AVAILABLE DATA ->

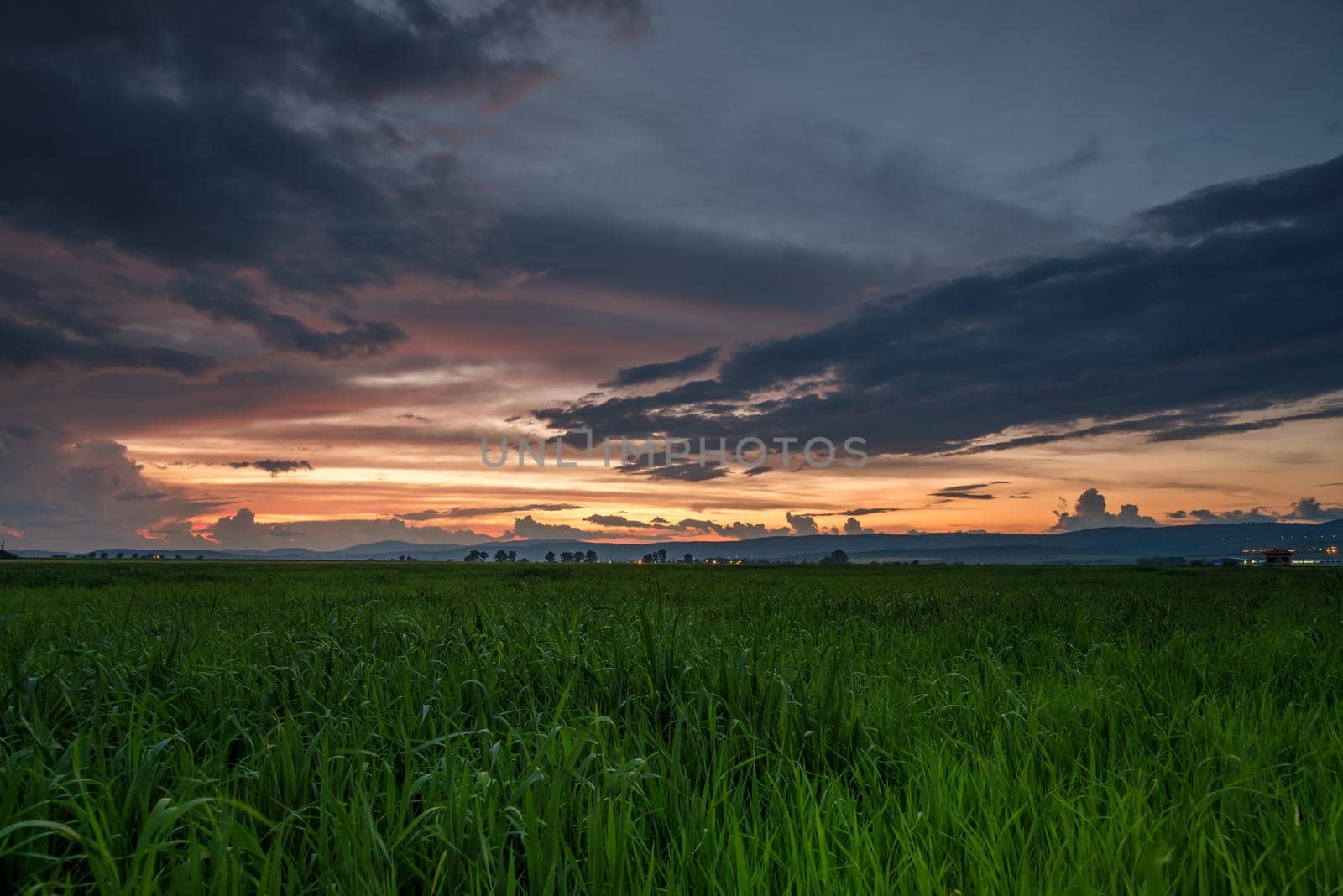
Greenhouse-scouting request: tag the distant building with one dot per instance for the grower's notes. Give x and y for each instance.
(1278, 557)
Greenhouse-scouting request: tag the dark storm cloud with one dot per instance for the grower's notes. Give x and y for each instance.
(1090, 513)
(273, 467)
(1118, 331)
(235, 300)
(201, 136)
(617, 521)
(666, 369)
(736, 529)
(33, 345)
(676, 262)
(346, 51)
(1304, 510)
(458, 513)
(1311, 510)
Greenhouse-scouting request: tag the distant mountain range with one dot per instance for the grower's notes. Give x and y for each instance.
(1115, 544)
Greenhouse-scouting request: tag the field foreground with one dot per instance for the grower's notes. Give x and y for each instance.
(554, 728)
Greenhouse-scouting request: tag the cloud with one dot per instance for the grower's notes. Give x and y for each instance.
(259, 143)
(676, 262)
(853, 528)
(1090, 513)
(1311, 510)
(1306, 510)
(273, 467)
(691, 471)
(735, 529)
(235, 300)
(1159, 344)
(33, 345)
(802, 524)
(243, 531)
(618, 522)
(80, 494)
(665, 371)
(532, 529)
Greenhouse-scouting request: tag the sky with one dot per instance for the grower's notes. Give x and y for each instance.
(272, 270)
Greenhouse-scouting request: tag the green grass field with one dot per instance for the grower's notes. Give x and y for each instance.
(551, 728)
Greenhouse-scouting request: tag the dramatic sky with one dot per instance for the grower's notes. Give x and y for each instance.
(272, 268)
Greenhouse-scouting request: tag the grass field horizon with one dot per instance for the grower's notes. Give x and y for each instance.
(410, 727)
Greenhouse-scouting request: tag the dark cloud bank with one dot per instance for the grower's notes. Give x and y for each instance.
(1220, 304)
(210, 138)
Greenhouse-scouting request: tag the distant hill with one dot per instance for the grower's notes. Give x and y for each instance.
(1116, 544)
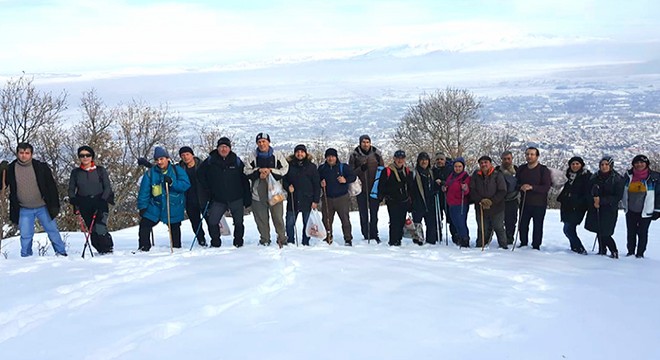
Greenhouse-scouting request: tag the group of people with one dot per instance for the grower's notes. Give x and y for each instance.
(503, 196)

TASK PROMPT ->
The required output is the listing above reproduced exactly, pictures removed.

YOUR RESPONSE ->
Greenhouse-scouting request: tag the distant building with one dot per instance for the grower's notes. Give x and y for each instance.
(1278, 557)
Greenhouse-scouting request: tag the dark storm cloud with one dot per instance for the grower's notes. Give x and y for each instance.
(1090, 513)
(273, 467)
(1118, 331)
(235, 300)
(201, 136)
(617, 521)
(666, 369)
(736, 529)
(33, 345)
(676, 262)
(346, 51)
(1304, 510)
(458, 513)
(1311, 510)
Greenhouse-scouting request: tag the distant mountain range with one dot per instance for the grower's notes. Give x and y for each instance.
(1115, 544)
Greenhouse-scouting request: tag the field foreground with one dot per instance for the grower's notes. Give x and y for each instance.
(554, 728)
Greenhouse-scouting request: tag the cloud with one dot per instance for the grower's notes. Give x and y for each instance.
(259, 143)
(676, 262)
(853, 528)
(1090, 513)
(1311, 510)
(1306, 510)
(273, 467)
(691, 471)
(735, 529)
(235, 300)
(1159, 344)
(33, 345)
(802, 524)
(243, 531)
(618, 522)
(80, 494)
(665, 371)
(532, 529)
Greenhouse-scouting request: tag the sky with one dot per instance for the grower's notes. Give x and y for each instance.
(272, 270)
Greenhouse-scouting request: tag the green grass field with one dot per instance for the grower's notes. Give x and y for each instance.
(551, 728)
Greenhouse-scouting request: tag the dramatic sky with one dot per instance for the grower's notes. Give x and y for each instance.
(272, 268)
Greenhouse-scouting request: tag the grass field horizon with one dot per instance for the grower's notes. Give x and y for each instance.
(410, 727)
Greenhouse-scouting request: tag the dark cloud bank with one dot per instance for the grower's notes. Give x and y for each instance.
(1220, 304)
(210, 138)
Greenhouse-scouting request: tag the distant hill with one dot per instance for the grower's notes. Give x and y for each instance.
(1116, 544)
Greenhouse-scouting request: tag the group of people with one dot per instance for the grower's notes. Give x and y for each instance.
(503, 196)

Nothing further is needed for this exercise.